Source records section start

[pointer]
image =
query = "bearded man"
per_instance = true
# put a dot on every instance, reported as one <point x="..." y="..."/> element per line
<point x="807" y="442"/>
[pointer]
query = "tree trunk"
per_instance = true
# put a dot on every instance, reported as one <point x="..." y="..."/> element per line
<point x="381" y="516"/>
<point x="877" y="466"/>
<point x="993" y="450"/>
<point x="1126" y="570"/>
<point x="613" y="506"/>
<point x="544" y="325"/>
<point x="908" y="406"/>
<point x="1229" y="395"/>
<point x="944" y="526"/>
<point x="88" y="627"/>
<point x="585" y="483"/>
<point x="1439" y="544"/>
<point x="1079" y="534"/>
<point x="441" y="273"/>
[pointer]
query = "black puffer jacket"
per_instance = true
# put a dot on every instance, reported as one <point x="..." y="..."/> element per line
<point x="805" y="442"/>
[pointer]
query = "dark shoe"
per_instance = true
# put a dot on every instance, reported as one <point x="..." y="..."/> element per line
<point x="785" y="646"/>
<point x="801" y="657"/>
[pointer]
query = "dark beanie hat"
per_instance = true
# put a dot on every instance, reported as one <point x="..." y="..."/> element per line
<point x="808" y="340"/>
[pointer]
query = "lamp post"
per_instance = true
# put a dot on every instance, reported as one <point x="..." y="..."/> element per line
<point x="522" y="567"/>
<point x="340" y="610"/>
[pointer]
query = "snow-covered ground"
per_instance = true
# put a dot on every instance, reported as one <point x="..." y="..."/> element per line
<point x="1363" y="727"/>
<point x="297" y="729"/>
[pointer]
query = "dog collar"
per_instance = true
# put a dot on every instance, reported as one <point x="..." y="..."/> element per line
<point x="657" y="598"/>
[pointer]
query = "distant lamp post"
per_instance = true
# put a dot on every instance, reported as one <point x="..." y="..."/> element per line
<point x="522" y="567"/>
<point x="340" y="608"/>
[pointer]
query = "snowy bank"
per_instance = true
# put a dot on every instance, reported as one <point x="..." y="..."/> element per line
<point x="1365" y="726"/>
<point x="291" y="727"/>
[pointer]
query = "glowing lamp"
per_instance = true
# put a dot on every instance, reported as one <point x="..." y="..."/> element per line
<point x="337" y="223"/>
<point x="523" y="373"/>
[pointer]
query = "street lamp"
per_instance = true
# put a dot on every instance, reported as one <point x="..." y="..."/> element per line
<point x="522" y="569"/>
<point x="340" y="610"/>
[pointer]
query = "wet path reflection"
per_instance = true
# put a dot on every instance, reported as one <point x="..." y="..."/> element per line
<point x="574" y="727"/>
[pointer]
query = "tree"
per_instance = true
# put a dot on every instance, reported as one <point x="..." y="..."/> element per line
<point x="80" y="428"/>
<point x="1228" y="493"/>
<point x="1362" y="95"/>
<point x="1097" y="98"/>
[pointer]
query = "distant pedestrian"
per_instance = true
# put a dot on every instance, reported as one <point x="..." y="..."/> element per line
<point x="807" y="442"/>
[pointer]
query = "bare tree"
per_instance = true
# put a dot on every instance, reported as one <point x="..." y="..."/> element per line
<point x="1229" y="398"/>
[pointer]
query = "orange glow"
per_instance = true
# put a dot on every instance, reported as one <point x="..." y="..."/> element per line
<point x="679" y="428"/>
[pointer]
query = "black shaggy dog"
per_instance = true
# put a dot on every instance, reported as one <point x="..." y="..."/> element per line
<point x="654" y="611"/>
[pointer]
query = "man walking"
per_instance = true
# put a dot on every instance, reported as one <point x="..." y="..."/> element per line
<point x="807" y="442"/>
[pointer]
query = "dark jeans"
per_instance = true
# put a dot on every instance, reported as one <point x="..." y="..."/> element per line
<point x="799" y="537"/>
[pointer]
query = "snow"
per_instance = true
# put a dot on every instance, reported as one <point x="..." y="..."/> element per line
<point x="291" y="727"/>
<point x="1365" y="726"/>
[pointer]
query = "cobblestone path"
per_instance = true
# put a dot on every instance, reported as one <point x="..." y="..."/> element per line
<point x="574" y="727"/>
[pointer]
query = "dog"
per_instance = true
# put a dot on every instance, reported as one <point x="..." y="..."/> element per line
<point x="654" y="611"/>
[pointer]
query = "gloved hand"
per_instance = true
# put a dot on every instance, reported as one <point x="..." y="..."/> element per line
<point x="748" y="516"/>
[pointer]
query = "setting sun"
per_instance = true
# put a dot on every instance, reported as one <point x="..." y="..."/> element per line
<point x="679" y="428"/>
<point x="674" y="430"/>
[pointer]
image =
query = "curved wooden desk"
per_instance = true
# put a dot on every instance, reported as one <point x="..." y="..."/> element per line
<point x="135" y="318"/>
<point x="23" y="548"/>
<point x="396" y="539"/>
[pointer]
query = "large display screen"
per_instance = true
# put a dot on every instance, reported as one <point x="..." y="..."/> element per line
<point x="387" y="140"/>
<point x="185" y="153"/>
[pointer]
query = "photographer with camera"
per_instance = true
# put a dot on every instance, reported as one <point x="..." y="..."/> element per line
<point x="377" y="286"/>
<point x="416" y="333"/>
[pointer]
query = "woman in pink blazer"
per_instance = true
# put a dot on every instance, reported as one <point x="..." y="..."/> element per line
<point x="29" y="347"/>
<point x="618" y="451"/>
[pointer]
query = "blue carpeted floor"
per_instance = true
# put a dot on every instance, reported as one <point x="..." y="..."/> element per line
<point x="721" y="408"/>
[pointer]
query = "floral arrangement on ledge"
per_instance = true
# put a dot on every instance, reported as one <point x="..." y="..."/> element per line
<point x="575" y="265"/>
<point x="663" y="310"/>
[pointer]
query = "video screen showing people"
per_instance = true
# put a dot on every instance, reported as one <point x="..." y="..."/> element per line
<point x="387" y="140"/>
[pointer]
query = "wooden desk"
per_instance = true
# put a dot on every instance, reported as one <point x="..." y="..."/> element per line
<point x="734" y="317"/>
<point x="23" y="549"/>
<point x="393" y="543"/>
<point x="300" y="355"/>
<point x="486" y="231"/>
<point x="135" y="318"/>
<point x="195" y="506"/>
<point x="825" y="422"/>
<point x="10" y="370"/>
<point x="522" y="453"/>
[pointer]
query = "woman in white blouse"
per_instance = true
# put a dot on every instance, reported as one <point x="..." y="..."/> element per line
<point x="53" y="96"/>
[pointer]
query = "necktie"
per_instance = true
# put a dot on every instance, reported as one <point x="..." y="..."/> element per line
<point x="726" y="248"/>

Source records section end

Your objective: The material must be transcribed exactly, down to the last line.

Answer:
[pointer]
image =
query = "bearded man"
per_instance = true
# put a dot on every instance, reported as one <point x="..." y="..."/> element per line
<point x="807" y="442"/>
[pointer]
query = "tree trunk"
per_instance = true
# put a dot on every instance, reported as one <point x="..." y="..."/> element per line
<point x="381" y="516"/>
<point x="877" y="466"/>
<point x="993" y="450"/>
<point x="1126" y="570"/>
<point x="613" y="506"/>
<point x="544" y="325"/>
<point x="908" y="406"/>
<point x="1229" y="395"/>
<point x="944" y="526"/>
<point x="88" y="627"/>
<point x="585" y="483"/>
<point x="1439" y="544"/>
<point x="1079" y="534"/>
<point x="441" y="273"/>
[pointer]
query = "black puffer jacket"
per_instance = true
# put a dot on every instance, reported as one <point x="..." y="..."/> element per line
<point x="805" y="442"/>
[pointer]
query = "dark shoe"
per_instance = true
# put a dot on every instance, reported as one <point x="..." y="..."/> element per line
<point x="785" y="646"/>
<point x="801" y="657"/>
[pointer]
query = "dark beanie hat"
per_instance = true
# put a dot on every instance, reported as one <point x="..." y="..."/> element per line
<point x="808" y="340"/>
[pointer]
query = "lamp post"
per_instance = true
# put a dot on every instance, reported as one <point x="..." y="..."/> element per line
<point x="522" y="567"/>
<point x="340" y="610"/>
[pointer]
query = "snow-covered ground"
per_instance = true
# put a dot on every instance, reported as one <point x="..." y="..."/> element per line
<point x="1363" y="727"/>
<point x="297" y="729"/>
[pointer]
query = "dog collar"
per_instance = true
# put a dot on every instance, reported as one <point x="..." y="..."/> element per line
<point x="657" y="598"/>
[pointer]
query = "distant lamp post"
per_instance = true
# put a dot on every instance, reported as one <point x="..." y="..."/> element per line
<point x="522" y="567"/>
<point x="340" y="608"/>
[pointer]
query = "snowy bank"
per_instance = true
# put a dot on every instance, reported as one <point x="..." y="..."/> element per line
<point x="1365" y="726"/>
<point x="291" y="727"/>
[pointer]
query = "glowing lamp"
per_instance = true
# put a dot on every instance, reported as one <point x="..." y="..."/> element per line
<point x="337" y="223"/>
<point x="523" y="373"/>
[pointer]
query = "street lamp"
per_instance = true
# put a dot on every instance, reported as one <point x="..." y="..."/> element per line
<point x="522" y="569"/>
<point x="340" y="610"/>
[pointer]
query = "wet path reflection"
per_instance = true
# put a dot on every instance, reported as one <point x="..." y="..."/> element per line
<point x="574" y="727"/>
[pointer]
query = "tree"
per_instance = true
# put a dot on every instance, reported as one <point x="..." y="..."/> element per line
<point x="80" y="428"/>
<point x="1228" y="493"/>
<point x="1362" y="95"/>
<point x="1097" y="98"/>
[pointer]
query = "distant pedestrian"
per_instance = true
# put a dot on every instance, reported as one <point x="..." y="..."/> element per line
<point x="807" y="442"/>
[pointer]
query = "bare tree"
per_instance = true
# put a dot on every instance, reported as one <point x="..." y="..."/> element per line
<point x="1229" y="398"/>
[pointer]
query = "orange glow"
per_instance = true
# put a dot on every instance, reported as one <point x="..." y="..."/> element per line
<point x="679" y="428"/>
[pointer]
query = "black shaggy dog"
per_instance = true
# put a dot on every instance, reported as one <point x="..." y="..."/> element per line
<point x="654" y="611"/>
[pointer]
query = "man walking"
per_instance = true
# put a dot on every instance, reported as one <point x="..." y="..."/> element per line
<point x="807" y="442"/>
[pointer]
query = "dark jeans"
per_instance = true
# put a dot on every instance, reported as one <point x="..." y="..."/> element per line
<point x="799" y="537"/>
[pointer]
query = "snow"
per_instance = true
# put a dot on every instance, reported as one <point x="..." y="..."/> element per line
<point x="291" y="727"/>
<point x="1365" y="726"/>
[pointer]
query = "cobblestone path"
per_instance = true
# put a dot on every instance, reported as one <point x="..." y="..."/> element per line
<point x="574" y="727"/>
[pointer]
query = "dog"
per_instance = true
# put a dot on every instance, reported as one <point x="..." y="..."/> element per line
<point x="654" y="611"/>
[pointer]
query = "gloved hand"
per_instance = true
# put a dot on every instance, reported as one <point x="..." y="..."/> element per line
<point x="748" y="516"/>
[pointer]
query = "setting sun"
per_instance = true
# put a dot on every instance, reported as one <point x="..." y="..."/> element per line
<point x="679" y="428"/>
<point x="674" y="430"/>
[pointer]
image =
query = "curved wooden desk"
per_instance = true
# put a dot on every instance, reported as one <point x="..." y="..."/> element per line
<point x="135" y="318"/>
<point x="23" y="548"/>
<point x="396" y="539"/>
[pointer]
query = "large display screen"
per_instance = true
# put a dot on every instance, reported as one <point x="..." y="..."/> element per line
<point x="387" y="140"/>
<point x="185" y="153"/>
[pointer]
query = "photographer with camera"
per_instance = true
# put a dot on every instance, reported as one <point x="..." y="..."/> element per line
<point x="377" y="286"/>
<point x="416" y="333"/>
[pointer]
query = "woman in pink blazer"
per_instance = true
# put a dot on every instance, reported as one <point x="..." y="..."/> element per line
<point x="29" y="347"/>
<point x="618" y="451"/>
[pointer]
query = "blue carpeted floor"
per_instance = true
# put a dot on every instance, reported as one <point x="..." y="..."/> element per line
<point x="721" y="408"/>
[pointer]
query = "floral arrangement on ledge"
per_instance = true
# put a dot on every instance, reported as one <point x="..." y="..."/> element per line
<point x="575" y="265"/>
<point x="663" y="310"/>
[pointer]
query = "video screen showing people"
per_instance = true
# put a dot on every instance, reported as one <point x="..." y="..."/> element per line
<point x="387" y="140"/>
[pointer]
query = "wooden desk"
per_instance = true
# put a dot on every instance, reported as one <point x="..." y="..."/> element per line
<point x="734" y="317"/>
<point x="23" y="549"/>
<point x="393" y="543"/>
<point x="300" y="355"/>
<point x="486" y="231"/>
<point x="135" y="318"/>
<point x="195" y="506"/>
<point x="825" y="422"/>
<point x="10" y="370"/>
<point x="522" y="453"/>
[pointer]
query = "woman in white blouse"
per_instance = true
# put a dot on every instance, reported as one <point x="..." y="..."/> element per line
<point x="53" y="96"/>
[pointer]
query = "necktie"
per_instance = true
# put a dot on every instance, reported as one <point x="..." y="..."/> element per line
<point x="726" y="248"/>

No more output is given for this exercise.